— START QUOTED PASSAGE —

The Pearson correlation coefficient between the ensemble mean and the reference dataset has been used as a measure of the linear correspondence between the forecasts and the reference. This deterministic skill measure is invariant to changes in scale; hence the bias correction and calibration of the forecasts do not change the correlation of the ensemble mean with the observations. The bias adjustment techniques that are illustrated in this paper (defined in section 3a) have been applied in leave-one-out cross validation to mimic as closely as possible an operational context in which new coefficients might be estimated to predict each year. In cross-validation mode, the prediction to be adjusted is removed from the sample used to estimate the coefficients. As a result, the correlation of the postprocessed forecast changes relative to the correlation computed directly with the uncorrected forecasts.

— END QUOTED PASSAGE —

= GIVEN PROBLEM 1 =
Reproduce the records verbatim from the line with "Where can you see the clear" up to and including the line with "column 362, row 98".

— START DATASET EXCERPTS —

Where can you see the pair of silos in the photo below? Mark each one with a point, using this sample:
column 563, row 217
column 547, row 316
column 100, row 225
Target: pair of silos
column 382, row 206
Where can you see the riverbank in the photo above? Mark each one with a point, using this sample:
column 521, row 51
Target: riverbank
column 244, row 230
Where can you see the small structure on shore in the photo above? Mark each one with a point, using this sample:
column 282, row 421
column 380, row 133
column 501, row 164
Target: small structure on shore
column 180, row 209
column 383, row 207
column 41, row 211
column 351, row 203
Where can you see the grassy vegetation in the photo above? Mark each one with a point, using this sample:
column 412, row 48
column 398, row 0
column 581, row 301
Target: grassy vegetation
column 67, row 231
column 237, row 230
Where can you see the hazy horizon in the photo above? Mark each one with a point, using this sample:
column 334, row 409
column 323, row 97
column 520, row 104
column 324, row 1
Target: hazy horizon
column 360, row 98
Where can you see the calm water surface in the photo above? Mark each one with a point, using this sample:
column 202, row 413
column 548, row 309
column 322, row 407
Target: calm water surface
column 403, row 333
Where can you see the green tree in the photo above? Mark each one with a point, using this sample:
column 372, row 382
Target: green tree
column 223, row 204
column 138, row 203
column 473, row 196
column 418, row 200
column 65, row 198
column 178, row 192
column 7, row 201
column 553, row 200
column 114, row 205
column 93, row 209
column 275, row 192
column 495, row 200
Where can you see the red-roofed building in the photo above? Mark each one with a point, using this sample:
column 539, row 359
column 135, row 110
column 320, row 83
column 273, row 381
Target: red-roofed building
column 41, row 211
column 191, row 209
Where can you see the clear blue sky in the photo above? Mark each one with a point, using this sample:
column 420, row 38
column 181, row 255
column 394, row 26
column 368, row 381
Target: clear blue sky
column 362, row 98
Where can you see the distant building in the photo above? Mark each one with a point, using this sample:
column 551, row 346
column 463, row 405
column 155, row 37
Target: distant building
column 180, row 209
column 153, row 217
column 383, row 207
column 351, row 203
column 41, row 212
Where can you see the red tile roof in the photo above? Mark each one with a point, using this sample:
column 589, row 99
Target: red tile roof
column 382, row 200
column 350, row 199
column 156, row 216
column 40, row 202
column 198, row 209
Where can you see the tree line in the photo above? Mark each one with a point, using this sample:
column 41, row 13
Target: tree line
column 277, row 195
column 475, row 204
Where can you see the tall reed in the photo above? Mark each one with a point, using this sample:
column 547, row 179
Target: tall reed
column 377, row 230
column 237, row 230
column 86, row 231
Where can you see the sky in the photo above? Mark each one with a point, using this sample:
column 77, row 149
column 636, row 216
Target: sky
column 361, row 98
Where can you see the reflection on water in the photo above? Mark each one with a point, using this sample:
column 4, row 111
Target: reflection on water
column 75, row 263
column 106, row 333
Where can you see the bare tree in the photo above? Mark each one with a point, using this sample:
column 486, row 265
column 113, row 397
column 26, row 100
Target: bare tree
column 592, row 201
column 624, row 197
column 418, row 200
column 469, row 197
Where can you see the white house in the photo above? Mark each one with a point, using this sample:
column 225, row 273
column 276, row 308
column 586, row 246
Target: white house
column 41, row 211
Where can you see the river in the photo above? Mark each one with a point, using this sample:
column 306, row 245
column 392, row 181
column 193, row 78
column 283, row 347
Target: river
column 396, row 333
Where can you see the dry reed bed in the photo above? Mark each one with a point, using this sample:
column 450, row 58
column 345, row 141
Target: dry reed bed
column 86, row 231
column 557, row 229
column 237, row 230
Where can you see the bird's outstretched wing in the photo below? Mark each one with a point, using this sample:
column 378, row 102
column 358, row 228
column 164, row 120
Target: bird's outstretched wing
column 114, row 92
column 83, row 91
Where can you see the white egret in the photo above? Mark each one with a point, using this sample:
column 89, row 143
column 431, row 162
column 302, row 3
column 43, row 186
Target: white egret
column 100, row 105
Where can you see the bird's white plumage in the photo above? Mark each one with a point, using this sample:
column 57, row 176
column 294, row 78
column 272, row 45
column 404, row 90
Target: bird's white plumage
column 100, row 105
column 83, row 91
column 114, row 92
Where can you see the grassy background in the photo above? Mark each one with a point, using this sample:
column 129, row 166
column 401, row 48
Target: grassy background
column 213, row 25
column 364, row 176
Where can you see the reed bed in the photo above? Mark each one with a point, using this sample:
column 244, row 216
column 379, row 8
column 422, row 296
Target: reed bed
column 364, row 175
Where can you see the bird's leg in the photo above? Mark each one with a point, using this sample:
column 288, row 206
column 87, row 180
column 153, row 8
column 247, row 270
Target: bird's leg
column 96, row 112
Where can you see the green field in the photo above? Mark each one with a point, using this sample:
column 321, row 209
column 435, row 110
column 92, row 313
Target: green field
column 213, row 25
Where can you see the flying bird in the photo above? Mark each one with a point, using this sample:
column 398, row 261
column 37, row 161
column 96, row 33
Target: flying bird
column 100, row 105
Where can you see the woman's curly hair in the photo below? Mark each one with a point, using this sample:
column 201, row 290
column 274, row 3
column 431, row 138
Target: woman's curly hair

— END DATASET EXCERPTS —

= GIVEN PROBLEM 2 =
In the passage on forecast correlation, what is removed in cross-validation mode from the sample used to estimate the coefficients?

= OUTPUT 1 =
Where can you see the clear blue sky in the photo above? Mark each one with a point, using this sample:
column 420, row 38
column 181, row 255
column 394, row 26
column 368, row 381
Target: clear blue sky
column 362, row 98

= OUTPUT 2 =
The prediction to be adjusted.